* [Exercise data]

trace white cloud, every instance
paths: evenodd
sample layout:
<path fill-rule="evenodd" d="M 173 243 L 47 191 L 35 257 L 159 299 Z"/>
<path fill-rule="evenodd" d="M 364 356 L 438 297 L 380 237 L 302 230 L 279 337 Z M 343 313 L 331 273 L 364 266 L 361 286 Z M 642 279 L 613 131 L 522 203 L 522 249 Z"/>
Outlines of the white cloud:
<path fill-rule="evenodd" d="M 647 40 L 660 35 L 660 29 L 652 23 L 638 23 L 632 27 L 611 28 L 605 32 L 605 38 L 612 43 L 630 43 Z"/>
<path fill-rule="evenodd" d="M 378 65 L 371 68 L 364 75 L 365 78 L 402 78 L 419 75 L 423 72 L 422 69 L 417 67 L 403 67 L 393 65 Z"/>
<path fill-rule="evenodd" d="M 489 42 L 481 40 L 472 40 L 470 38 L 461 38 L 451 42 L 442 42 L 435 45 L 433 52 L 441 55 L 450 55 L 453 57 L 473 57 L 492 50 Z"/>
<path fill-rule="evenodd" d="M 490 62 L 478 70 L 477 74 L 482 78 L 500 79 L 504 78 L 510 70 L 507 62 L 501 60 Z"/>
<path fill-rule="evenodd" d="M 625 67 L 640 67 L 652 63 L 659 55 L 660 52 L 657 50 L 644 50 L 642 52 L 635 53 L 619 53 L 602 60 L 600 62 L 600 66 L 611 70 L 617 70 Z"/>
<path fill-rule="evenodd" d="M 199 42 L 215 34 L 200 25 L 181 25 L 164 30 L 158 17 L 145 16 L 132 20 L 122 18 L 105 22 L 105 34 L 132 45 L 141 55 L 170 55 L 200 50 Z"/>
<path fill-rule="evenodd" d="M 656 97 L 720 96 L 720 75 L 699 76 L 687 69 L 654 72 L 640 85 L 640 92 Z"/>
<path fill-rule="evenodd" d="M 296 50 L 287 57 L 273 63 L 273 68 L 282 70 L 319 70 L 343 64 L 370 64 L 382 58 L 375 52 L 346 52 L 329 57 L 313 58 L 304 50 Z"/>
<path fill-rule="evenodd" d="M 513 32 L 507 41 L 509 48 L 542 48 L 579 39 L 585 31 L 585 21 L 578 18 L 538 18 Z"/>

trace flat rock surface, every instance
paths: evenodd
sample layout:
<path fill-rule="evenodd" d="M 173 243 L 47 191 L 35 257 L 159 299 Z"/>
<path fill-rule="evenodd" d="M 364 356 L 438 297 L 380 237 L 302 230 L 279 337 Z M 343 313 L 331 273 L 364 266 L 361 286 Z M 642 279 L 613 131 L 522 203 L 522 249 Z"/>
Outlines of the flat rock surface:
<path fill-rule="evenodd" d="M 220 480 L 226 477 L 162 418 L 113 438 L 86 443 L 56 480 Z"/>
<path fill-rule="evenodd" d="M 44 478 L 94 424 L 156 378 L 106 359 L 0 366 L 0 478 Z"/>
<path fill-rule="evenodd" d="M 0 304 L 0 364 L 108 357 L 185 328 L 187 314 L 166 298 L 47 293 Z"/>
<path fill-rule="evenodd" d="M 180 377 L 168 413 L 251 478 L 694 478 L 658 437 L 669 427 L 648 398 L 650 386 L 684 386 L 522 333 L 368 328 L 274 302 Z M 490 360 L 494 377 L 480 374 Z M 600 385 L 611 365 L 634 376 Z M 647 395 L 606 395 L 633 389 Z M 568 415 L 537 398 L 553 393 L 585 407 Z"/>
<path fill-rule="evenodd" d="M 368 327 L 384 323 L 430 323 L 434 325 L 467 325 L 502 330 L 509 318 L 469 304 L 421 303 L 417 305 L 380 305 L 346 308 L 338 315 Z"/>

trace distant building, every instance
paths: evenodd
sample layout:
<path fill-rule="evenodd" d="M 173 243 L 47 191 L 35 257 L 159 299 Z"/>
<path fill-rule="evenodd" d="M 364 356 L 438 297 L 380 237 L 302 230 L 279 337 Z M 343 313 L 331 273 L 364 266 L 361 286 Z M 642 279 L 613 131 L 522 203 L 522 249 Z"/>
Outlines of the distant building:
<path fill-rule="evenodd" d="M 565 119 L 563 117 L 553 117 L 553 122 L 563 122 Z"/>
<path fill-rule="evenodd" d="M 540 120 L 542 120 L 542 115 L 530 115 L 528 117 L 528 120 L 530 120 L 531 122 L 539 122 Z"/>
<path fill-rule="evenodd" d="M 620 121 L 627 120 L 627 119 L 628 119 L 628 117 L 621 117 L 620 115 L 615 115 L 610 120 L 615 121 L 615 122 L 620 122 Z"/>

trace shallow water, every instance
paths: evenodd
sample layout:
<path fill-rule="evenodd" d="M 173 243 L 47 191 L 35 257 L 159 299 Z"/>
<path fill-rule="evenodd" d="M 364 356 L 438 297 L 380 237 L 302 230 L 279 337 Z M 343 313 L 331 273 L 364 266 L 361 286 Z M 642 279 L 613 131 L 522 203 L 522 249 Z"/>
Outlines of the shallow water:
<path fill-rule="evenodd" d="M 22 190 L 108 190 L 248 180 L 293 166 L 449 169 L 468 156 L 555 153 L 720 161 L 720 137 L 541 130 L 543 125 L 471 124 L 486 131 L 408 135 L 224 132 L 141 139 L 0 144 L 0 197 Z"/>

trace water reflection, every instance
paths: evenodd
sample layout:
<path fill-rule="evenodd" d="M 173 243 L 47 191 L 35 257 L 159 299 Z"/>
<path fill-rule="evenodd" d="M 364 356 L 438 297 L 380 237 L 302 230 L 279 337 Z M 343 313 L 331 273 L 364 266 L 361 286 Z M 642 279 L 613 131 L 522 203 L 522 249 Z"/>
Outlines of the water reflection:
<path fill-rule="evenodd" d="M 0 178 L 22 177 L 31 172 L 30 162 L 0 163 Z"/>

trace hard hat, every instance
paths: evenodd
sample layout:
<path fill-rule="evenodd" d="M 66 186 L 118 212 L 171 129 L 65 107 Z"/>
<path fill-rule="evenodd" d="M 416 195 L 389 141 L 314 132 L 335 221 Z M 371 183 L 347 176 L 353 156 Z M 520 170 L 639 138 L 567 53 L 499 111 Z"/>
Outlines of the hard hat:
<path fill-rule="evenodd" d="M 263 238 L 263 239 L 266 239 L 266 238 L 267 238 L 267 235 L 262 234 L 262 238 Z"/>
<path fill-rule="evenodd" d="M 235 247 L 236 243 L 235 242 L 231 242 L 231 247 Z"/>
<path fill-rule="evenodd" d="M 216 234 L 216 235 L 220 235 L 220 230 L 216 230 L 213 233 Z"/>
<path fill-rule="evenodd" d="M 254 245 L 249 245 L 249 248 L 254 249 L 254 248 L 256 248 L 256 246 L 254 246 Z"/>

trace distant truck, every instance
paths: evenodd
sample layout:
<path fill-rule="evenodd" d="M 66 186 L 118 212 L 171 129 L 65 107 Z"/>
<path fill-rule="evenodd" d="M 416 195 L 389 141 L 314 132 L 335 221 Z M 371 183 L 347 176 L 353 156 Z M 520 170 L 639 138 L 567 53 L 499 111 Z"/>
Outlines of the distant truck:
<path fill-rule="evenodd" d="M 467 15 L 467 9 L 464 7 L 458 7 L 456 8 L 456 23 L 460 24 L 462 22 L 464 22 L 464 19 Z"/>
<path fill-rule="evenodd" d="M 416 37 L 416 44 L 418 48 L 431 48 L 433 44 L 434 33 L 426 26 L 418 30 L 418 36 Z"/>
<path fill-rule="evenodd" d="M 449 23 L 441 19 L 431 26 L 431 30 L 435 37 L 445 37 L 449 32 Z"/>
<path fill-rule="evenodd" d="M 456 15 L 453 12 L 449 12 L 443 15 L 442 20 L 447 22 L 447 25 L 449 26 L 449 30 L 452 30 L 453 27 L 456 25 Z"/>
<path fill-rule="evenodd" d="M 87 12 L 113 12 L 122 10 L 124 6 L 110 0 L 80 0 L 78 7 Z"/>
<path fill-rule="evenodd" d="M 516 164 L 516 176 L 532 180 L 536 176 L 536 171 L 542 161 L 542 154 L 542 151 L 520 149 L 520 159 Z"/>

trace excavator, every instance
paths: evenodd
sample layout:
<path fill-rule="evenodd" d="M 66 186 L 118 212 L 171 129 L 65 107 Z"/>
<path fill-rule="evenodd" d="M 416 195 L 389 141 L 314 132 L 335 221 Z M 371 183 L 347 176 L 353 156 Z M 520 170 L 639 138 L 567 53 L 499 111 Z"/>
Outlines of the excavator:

* [About this task] When the string "trace" occurs in a line of the material, that line belongs in the answer.

* [Expected answer]
trace white cloud, every instance
trace flat rock surface, every instance
trace distant building, every instance
trace shallow water, every instance
trace water reflection, every instance
trace hard hat, every instance
trace distant truck, every instance
trace excavator, every instance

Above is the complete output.